Written instruction =
Extract all of the data and reproduce it precisely.

[Coordinate annotation records]
•••
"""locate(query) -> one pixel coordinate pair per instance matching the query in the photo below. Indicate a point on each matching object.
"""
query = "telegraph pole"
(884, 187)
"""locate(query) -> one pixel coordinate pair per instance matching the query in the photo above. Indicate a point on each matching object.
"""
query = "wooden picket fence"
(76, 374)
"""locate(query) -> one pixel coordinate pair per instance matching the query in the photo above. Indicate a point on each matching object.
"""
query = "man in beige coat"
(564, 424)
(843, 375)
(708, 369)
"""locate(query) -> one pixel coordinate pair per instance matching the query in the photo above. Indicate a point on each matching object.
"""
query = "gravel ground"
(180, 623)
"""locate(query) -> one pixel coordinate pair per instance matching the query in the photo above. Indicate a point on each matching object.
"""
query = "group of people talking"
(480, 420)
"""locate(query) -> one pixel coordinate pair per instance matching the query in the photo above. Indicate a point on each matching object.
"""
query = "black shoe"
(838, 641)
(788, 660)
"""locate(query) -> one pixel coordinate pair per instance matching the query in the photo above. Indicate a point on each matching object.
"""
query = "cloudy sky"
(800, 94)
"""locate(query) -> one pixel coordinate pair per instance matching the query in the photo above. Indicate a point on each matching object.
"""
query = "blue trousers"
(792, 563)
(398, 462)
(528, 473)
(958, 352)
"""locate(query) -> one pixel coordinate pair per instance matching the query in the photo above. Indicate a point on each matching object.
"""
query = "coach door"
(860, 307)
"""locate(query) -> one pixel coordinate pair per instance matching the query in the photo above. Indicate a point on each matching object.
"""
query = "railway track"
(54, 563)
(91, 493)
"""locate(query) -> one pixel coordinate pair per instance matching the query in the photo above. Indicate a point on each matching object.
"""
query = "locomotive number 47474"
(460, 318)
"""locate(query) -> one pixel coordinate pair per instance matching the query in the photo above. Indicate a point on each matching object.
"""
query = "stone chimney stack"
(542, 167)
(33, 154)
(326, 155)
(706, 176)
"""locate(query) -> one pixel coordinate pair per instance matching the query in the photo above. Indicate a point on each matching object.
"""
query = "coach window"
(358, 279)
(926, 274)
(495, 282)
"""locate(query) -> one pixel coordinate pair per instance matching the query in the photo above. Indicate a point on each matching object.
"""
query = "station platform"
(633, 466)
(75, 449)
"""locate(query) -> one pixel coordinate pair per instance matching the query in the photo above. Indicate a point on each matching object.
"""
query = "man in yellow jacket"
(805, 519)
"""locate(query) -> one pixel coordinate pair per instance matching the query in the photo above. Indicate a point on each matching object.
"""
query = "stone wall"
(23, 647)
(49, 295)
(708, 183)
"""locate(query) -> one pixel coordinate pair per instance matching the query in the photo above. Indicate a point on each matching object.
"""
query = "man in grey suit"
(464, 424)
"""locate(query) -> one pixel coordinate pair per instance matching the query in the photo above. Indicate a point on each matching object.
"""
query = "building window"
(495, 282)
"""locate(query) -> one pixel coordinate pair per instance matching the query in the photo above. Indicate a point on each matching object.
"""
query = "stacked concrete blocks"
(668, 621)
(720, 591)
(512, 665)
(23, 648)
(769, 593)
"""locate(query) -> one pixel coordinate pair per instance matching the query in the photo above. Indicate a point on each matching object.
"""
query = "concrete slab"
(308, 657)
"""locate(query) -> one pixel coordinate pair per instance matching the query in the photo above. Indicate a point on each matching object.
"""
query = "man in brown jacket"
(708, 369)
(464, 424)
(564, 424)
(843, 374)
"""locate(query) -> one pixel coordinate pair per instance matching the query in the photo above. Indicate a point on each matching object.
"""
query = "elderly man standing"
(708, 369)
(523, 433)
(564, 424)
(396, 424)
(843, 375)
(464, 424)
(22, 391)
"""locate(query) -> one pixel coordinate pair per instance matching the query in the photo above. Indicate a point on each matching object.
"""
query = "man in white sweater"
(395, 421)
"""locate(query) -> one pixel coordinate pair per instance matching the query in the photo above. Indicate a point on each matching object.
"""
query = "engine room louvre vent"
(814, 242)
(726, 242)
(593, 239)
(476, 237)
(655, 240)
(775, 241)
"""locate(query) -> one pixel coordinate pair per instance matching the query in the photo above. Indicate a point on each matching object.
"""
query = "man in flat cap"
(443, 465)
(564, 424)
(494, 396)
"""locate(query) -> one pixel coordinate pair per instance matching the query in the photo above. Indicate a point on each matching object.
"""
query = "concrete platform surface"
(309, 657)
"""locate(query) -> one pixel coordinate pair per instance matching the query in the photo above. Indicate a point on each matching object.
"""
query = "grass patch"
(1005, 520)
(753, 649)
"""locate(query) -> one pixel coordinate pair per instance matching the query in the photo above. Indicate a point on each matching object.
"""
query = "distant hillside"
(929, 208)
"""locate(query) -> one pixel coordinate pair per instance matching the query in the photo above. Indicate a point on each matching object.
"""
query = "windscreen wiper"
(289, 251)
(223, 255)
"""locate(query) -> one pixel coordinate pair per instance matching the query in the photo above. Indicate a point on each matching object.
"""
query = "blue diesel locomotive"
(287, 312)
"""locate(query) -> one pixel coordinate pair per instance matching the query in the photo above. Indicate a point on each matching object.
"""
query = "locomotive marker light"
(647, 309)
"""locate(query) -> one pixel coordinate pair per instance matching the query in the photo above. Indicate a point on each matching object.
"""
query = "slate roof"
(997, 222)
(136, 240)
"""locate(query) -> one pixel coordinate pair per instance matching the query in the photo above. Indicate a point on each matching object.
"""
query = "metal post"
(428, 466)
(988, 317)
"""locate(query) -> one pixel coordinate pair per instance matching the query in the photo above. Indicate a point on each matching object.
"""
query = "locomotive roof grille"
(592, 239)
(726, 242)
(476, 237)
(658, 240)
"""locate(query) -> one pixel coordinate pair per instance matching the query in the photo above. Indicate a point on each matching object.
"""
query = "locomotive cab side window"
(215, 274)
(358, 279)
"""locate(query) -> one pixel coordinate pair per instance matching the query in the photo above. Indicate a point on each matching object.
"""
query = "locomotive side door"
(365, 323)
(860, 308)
•••
In response =
"""locate(query) -> one pixel coordinate pair per instance matching the query in the photo below. Indicate a point on each matching object.
"""
query = "telegraph pole"
(884, 187)
"""locate(query) -> one pixel coordinate pair per instance matching the query in the photo above. Indicate a point on each matching object.
"""
query = "wooden picket fence"
(76, 374)
"""locate(query) -> one pixel coordinate pair per instance matching the query in the photo above. Indicate a point on each matching object.
"""
query = "man in beige coat"
(564, 424)
(843, 375)
(708, 369)
"""locate(query) -> one pixel coordinate pair per instance matching the query in the photo above. Indicate a point on each matching object.
"""
query = "gravel ground"
(180, 623)
"""locate(query) -> one pixel coordinate pair per instance matching the query in the photo above. Indicate a point on each matching object.
"""
query = "group of people talking"
(480, 420)
"""locate(query) -> one pixel coordinate pair per instance matching the query in the photo above. Indicate a point on each matching object.
"""
query = "black shoe"
(838, 641)
(788, 660)
"""locate(query) -> one pixel coordinate pair per instance matching the query in the photo above. Indicate a point on each matching object.
"""
query = "cloudy sky"
(800, 94)
"""locate(query) -> one pixel coordinate pair per instance matching the query in the photo above. Indicate a point on each matching object.
"""
query = "blue trousers"
(792, 563)
(398, 462)
(528, 473)
(958, 352)
"""locate(query) -> one pixel coordinate pair per instance matching the query in the photo above. Indicate a point on each matching object.
"""
query = "coach door"
(860, 307)
"""locate(query) -> one pixel coordinate pair per instance matching the query in the photo above. Indicate a point on each matching object.
"""
query = "railway track"
(54, 563)
(91, 493)
"""locate(query) -> one pixel coordinate pair per instance matching the query in the photo above. Indicate a point on each matching object.
"""
query = "locomotive number 47474"
(460, 318)
"""locate(query) -> one pixel coordinate pair per instance matching the query in the photo above. Indicate a point on each matching object.
"""
query = "stone chimney stack"
(542, 167)
(33, 154)
(326, 155)
(706, 176)
"""locate(query) -> one pixel coordinate pair per instance matching the query in the photo above. Indicate a point on each matching object.
"""
query = "coach window"
(358, 279)
(926, 274)
(495, 282)
"""locate(query) -> one pixel coordinate pair per instance matching the query in the photo above. Indicate a point on each matching object.
"""
query = "station platform"
(633, 466)
(75, 449)
"""locate(query) -> one pixel coordinate pair per instance matching the query in the photo above. Indicate a point on each matching object.
"""
query = "man in yellow jacket"
(805, 519)
"""locate(query) -> one pixel coordinate pair per instance matching the query in the photo above. Indicate a point on each matching object.
"""
query = "stone wall"
(23, 647)
(49, 295)
(708, 183)
"""locate(query) -> one pixel coordinate pair per instance matching the query in the photo above. Indicate a point on each matching object.
"""
query = "man in grey suit"
(464, 424)
"""locate(query) -> one pixel coordinate pair per instance matching the query in the photo above. Indicate a point on each matching object.
"""
query = "building window"
(495, 282)
"""locate(query) -> one pixel coordinate pair per instance matching the query in the photo above. Indicate a point on each matching object.
"""
query = "stacked concrete blocks"
(668, 621)
(720, 591)
(512, 665)
(23, 648)
(769, 593)
"""locate(query) -> one pixel coordinate pair per instance matching the query in the photo above. Indicate a point on each matching object.
"""
query = "concrete slab"
(308, 657)
"""locate(query) -> one pixel coordinate pair per instance matching the query in the photo above. Indicate a point on each matching object.
"""
query = "man in brown jacket"
(708, 369)
(464, 424)
(564, 424)
(843, 374)
"""locate(query) -> one pixel coordinate pair per instance matching the query in the photo above. Indicate a point on each matching object.
"""
query = "elderly man standing"
(708, 369)
(523, 433)
(564, 424)
(396, 424)
(843, 375)
(464, 424)
(22, 391)
"""locate(query) -> one pixel coordinate pair per instance matching the query in the photo above. Indicate a point on each matching object.
"""
query = "man in white sweater"
(395, 421)
"""locate(query) -> one pixel coordinate pair per instance matching the query in the photo above. Indicate a point on each matching object.
"""
query = "engine room louvre vent"
(814, 242)
(726, 242)
(593, 239)
(476, 237)
(655, 240)
(775, 241)
"""locate(query) -> one pixel coordinate pair per instance matching the query in the photo above. Indicate a point on each matching object.
"""
query = "man in flat cap"
(443, 465)
(564, 424)
(494, 396)
"""locate(query) -> one pixel coordinate pair per instance matching the query in the photo above. Indicate a point on each matching object.
"""
query = "concrete platform surface"
(309, 657)
"""locate(query) -> one pixel coordinate pair per instance matching the query in the photo above. Indicate a point on each matching object.
"""
query = "grass patch"
(1005, 520)
(753, 649)
"""locate(query) -> one pixel coordinate pair per instance matching the query in the photo above. Indicate a point on each matching object.
"""
query = "distant hillside"
(929, 208)
"""locate(query) -> one pixel coordinate pair per instance matching the query in the photo above. Indicate a point on each matching object.
"""
query = "windscreen wiper"
(289, 251)
(223, 255)
"""locate(query) -> one pixel coordinate pair per instance matching the query in the photo above. Indicate a point on each matching object.
"""
query = "blue diesel locomotive"
(287, 312)
"""locate(query) -> one pixel coordinate pair per instance matching the query in the photo above. Indicate a point on each matching object.
"""
query = "locomotive marker light"
(647, 309)
"""locate(query) -> one pixel coordinate pair per instance matching the query in the photo above. Indicate a point on each matching object.
"""
query = "slate roof"
(997, 222)
(136, 240)
"""locate(query) -> one pixel coordinate pair per instance matching the query in the photo above. Indicate a point on each matching object.
"""
query = "metal post"
(428, 466)
(988, 317)
"""locate(query) -> one pixel coordinate pair per instance matching the query in the photo above. Indicate a point on each matching object.
"""
query = "locomotive roof grille"
(592, 239)
(726, 242)
(476, 237)
(658, 240)
"""locate(query) -> one pixel coordinate pair per instance matching the query in the photo above. Indicate a point on each matching object.
"""
query = "locomotive cab side window"
(215, 274)
(358, 279)
"""locate(query) -> one pixel coordinate pair per instance matching the query in the photo above. Indicate a point on each matching object.
"""
query = "locomotive side door"
(365, 323)
(860, 308)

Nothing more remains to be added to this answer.